▸ **AIM OF THE EXERCISE**
I'd like the line containing "x=170 y=594" and every line below it, to the end of the material, repeated exactly and with nothing else.

▸ **RECORDS SUPPLIED**

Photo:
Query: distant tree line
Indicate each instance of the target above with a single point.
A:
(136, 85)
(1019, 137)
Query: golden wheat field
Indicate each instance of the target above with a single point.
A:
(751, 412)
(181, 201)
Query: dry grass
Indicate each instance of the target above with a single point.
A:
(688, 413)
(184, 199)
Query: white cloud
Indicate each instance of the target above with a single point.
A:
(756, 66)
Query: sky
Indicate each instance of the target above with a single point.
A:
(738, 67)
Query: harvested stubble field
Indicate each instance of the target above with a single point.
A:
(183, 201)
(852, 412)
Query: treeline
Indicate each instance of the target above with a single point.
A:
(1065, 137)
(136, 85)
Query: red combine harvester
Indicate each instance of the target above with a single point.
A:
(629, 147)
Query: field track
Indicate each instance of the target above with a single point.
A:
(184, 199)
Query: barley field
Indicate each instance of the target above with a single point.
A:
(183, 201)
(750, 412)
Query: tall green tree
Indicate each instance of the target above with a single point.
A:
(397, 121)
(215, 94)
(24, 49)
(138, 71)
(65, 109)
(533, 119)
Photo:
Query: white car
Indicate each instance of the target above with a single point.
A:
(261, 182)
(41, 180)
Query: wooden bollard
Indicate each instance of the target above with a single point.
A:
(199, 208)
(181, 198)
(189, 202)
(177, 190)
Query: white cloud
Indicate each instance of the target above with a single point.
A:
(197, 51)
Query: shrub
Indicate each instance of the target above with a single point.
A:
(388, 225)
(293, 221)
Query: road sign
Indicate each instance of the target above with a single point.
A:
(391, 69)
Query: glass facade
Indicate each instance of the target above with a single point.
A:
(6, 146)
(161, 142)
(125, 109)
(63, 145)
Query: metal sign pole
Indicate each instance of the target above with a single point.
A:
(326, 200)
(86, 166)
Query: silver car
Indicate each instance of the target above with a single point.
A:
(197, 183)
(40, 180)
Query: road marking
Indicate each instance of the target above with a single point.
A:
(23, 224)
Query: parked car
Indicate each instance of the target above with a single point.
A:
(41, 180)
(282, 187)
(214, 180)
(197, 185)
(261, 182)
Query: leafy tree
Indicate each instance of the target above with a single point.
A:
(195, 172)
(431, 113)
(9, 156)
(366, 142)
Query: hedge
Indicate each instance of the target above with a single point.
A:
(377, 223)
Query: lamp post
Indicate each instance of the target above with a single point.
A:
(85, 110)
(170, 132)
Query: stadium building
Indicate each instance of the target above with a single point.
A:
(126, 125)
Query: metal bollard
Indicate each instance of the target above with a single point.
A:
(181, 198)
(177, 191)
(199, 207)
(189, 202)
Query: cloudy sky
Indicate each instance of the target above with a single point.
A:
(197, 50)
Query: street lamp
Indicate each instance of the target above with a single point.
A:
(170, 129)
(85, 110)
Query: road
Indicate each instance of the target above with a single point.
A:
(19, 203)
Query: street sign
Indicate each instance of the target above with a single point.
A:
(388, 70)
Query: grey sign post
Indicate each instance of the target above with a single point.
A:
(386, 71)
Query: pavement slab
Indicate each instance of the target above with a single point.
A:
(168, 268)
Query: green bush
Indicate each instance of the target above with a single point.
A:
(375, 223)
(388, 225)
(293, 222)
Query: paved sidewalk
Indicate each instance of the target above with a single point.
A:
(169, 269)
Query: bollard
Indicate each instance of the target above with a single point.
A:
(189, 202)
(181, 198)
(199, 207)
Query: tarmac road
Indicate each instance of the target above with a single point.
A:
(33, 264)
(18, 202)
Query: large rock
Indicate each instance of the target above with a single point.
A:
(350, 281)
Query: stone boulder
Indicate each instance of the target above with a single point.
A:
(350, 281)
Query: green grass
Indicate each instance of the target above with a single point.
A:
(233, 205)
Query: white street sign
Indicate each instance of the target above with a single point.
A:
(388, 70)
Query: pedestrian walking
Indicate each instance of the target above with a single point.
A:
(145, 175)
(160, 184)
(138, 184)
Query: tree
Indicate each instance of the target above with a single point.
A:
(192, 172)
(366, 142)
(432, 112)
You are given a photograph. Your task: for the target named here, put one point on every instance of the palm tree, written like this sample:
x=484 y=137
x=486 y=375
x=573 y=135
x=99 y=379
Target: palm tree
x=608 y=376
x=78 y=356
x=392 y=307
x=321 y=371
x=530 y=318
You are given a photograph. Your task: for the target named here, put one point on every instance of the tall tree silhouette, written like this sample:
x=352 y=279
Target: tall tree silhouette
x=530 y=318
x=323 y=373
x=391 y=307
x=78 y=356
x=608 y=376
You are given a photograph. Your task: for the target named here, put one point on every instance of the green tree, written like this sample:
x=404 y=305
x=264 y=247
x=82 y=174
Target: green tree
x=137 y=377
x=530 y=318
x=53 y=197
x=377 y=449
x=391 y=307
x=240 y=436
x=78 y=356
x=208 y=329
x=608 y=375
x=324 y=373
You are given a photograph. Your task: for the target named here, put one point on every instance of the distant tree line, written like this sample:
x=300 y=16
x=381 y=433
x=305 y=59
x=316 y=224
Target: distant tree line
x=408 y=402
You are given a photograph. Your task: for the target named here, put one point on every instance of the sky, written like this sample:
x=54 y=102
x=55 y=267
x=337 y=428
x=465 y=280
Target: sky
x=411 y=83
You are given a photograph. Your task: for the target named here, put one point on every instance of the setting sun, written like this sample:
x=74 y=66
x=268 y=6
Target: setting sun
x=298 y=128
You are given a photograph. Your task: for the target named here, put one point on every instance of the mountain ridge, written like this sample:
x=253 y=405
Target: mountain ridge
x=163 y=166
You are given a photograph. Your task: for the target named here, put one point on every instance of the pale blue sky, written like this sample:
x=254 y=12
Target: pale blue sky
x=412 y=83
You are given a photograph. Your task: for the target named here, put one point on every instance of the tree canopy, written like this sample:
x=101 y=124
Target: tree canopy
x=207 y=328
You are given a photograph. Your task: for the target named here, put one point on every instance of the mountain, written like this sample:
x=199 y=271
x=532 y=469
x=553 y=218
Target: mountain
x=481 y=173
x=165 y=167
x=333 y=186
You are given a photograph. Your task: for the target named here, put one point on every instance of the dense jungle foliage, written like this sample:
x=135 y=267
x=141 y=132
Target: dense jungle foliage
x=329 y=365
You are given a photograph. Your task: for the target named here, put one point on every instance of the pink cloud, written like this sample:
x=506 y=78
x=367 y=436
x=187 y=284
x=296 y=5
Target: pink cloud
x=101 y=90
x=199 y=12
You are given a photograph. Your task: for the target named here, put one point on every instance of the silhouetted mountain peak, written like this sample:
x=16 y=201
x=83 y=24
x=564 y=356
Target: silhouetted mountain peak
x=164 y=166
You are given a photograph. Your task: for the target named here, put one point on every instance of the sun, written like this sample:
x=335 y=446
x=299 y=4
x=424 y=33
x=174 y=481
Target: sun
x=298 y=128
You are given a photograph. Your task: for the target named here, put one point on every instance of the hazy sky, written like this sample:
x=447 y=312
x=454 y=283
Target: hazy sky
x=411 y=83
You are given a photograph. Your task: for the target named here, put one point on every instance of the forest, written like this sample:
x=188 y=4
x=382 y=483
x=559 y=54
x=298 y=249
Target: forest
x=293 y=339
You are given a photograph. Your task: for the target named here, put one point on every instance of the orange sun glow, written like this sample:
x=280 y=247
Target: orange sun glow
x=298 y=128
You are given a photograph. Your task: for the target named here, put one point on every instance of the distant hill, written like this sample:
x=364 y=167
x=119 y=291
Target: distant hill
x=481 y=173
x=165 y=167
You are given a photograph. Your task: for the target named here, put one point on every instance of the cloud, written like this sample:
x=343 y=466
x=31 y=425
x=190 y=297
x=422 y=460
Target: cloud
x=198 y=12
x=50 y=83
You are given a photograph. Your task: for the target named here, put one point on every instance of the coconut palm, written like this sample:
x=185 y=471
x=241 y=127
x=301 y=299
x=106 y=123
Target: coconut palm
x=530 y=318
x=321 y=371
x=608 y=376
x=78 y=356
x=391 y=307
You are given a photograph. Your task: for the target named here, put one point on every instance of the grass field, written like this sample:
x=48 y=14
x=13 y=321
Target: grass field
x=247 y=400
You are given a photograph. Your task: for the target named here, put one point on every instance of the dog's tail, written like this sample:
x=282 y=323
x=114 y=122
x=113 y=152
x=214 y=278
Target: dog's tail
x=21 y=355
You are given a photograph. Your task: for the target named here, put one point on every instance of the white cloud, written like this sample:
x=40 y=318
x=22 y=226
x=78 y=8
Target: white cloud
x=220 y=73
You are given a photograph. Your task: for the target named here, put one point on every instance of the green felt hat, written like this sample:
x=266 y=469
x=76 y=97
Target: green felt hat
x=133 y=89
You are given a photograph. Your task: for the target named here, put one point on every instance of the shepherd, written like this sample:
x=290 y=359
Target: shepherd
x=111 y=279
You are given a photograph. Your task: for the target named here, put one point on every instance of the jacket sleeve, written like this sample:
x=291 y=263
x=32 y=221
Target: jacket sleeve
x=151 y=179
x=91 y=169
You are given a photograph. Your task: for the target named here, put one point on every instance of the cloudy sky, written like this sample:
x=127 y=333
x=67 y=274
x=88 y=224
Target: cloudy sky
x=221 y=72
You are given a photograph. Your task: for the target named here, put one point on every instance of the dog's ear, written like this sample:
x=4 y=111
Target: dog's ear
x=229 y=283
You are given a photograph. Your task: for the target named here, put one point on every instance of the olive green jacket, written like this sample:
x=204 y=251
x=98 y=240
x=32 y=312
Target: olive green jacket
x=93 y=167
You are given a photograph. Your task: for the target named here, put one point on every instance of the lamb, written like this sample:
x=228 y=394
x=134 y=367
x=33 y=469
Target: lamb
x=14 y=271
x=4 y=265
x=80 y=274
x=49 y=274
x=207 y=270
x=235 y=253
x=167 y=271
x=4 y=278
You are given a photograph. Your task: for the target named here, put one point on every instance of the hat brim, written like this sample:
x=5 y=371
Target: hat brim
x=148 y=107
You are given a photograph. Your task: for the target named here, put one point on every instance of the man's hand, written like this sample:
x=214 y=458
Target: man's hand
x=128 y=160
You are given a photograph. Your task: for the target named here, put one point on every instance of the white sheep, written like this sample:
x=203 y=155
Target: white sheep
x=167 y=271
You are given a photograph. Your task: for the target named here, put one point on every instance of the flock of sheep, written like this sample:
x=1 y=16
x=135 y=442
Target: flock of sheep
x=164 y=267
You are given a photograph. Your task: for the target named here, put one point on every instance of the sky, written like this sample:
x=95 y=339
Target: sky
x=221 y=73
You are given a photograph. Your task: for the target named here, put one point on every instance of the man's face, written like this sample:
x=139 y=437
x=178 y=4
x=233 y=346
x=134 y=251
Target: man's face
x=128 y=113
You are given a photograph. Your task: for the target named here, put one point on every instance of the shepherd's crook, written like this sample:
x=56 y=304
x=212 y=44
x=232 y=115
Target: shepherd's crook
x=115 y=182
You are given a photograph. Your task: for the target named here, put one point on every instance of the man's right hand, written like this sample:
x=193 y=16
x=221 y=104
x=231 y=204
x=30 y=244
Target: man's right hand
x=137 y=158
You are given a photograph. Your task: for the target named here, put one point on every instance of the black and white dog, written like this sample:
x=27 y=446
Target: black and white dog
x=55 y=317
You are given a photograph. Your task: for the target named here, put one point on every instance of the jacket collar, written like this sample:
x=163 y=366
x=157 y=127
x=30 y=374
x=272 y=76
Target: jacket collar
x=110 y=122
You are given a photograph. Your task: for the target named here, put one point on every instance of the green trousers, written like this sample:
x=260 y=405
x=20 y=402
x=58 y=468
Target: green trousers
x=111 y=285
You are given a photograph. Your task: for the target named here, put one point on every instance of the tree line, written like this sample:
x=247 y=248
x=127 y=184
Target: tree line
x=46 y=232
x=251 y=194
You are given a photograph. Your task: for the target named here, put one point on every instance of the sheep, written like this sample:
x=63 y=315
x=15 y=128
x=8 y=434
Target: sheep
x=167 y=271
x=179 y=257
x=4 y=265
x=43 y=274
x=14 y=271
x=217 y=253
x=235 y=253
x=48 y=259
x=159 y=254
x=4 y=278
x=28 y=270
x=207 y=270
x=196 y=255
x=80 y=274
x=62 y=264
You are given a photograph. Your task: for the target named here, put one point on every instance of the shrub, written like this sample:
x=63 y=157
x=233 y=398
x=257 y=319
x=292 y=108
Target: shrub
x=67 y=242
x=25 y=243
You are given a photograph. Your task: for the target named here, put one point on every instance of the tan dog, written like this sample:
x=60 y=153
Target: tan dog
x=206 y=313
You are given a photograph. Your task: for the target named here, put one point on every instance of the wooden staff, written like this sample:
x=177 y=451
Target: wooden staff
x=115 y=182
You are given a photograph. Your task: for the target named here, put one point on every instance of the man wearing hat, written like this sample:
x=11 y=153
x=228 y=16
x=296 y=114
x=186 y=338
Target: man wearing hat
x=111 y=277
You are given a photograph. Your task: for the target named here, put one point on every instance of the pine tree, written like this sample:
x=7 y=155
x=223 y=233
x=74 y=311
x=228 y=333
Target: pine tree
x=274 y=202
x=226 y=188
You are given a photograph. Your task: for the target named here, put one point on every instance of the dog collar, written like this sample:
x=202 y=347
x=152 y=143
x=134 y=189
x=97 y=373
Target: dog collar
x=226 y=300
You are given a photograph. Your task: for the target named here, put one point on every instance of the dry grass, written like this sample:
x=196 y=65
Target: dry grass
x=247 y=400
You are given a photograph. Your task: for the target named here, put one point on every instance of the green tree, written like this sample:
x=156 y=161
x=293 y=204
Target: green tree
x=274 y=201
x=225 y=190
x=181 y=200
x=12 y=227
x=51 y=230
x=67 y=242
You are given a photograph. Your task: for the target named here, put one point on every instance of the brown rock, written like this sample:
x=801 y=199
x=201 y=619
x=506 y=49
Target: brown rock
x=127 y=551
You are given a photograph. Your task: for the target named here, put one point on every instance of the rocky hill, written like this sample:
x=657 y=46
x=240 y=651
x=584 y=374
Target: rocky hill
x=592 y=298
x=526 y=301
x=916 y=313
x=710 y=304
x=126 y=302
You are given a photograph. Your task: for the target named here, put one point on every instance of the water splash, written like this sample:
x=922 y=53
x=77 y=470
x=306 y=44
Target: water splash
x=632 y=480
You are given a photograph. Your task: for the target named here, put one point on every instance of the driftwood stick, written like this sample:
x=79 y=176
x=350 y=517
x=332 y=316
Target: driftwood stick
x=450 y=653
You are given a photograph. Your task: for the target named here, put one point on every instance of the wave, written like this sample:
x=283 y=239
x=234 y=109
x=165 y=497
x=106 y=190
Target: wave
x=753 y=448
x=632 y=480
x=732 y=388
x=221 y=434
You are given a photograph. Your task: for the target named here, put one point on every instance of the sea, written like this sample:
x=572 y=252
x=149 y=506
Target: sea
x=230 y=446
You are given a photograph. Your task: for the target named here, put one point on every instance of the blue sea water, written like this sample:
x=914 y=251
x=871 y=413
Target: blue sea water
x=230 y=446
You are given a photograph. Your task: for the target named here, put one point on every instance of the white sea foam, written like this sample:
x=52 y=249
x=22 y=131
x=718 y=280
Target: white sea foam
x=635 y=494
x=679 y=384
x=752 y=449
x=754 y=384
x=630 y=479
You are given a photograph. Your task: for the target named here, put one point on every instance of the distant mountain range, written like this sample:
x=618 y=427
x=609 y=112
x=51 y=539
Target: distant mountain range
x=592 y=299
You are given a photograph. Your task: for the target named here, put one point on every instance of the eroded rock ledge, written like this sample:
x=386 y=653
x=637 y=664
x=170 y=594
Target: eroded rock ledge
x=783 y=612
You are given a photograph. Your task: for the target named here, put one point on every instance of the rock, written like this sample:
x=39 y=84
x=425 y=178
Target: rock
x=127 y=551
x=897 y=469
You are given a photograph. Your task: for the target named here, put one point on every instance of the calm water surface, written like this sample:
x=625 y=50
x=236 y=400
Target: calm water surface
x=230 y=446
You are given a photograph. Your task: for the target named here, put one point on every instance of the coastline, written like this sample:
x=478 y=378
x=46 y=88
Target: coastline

▸ **WRITTEN SOLUTION**
x=170 y=594
Target: eroded rock ledge
x=783 y=612
You are given a photograph. Your task: for the target named here, put one point on every instance of the rock, written like this sample:
x=39 y=84
x=425 y=178
Target: rock
x=127 y=551
x=897 y=469
You are given a photograph. Your task: for the target named here, put one point on every instance of the calm water surface, written like this sample:
x=625 y=50
x=236 y=400
Target: calm water surface
x=230 y=446
You are given a photograph. Your task: for the target named here, put one point on every instance of the coastline, written like this sample:
x=478 y=378
x=46 y=88
Target: coastline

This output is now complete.